● Exercise requirements:
Which lines of the entries below contain the string "metal"? Copy each one.

[Information]

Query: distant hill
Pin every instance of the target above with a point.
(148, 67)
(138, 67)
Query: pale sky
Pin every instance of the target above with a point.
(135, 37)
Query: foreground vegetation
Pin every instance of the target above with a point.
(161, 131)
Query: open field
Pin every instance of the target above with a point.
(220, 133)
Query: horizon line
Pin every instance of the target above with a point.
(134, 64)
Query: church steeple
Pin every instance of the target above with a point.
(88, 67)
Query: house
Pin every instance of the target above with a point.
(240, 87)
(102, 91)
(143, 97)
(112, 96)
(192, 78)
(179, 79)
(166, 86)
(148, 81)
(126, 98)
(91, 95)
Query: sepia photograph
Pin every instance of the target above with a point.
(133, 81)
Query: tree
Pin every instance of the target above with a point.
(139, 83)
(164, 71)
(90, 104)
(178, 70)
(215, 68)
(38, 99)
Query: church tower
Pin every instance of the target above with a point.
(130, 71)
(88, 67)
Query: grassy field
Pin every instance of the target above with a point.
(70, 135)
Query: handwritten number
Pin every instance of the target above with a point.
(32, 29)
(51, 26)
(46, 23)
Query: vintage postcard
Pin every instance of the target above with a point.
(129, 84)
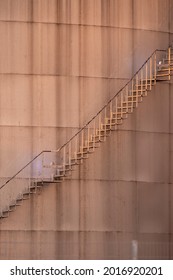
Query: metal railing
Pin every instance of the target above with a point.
(51, 166)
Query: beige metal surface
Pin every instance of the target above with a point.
(123, 192)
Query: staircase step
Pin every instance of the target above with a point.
(162, 75)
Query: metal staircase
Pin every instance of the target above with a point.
(57, 165)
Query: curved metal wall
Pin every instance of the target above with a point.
(60, 61)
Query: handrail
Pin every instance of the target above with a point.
(108, 101)
(81, 129)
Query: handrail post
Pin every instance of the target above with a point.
(150, 72)
(155, 66)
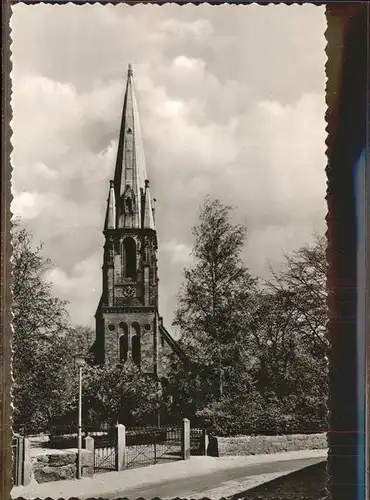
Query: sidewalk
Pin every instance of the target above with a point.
(106, 484)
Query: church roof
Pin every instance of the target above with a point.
(130, 178)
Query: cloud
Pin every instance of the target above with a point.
(218, 117)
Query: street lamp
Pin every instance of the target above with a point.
(79, 362)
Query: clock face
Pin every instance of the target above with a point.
(129, 291)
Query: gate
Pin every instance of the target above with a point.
(197, 441)
(152, 445)
(17, 459)
(105, 453)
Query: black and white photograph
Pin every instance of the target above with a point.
(169, 251)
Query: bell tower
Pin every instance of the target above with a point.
(127, 319)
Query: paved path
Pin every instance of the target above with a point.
(194, 478)
(216, 484)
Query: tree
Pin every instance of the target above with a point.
(40, 323)
(289, 338)
(120, 394)
(213, 309)
(302, 281)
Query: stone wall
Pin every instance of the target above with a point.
(257, 445)
(59, 465)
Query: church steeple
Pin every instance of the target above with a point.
(127, 315)
(110, 217)
(130, 172)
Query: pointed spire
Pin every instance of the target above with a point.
(110, 217)
(130, 173)
(148, 222)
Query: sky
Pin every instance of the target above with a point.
(231, 102)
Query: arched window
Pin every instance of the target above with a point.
(129, 247)
(136, 348)
(129, 205)
(123, 341)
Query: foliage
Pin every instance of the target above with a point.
(248, 342)
(120, 394)
(43, 341)
(213, 302)
(40, 322)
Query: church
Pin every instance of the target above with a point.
(128, 324)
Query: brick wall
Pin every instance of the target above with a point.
(257, 445)
(60, 465)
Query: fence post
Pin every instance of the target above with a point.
(19, 460)
(185, 439)
(90, 448)
(205, 442)
(26, 462)
(120, 447)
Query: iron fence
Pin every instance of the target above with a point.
(17, 459)
(105, 453)
(152, 445)
(197, 441)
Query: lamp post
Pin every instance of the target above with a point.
(79, 362)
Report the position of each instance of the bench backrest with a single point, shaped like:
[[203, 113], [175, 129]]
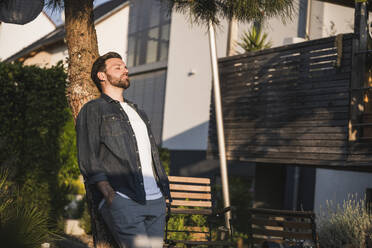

[/Information]

● Solution to this exercise:
Query: metal railing
Query: beige metal surface
Query: metal staircase
Query: curved metal wall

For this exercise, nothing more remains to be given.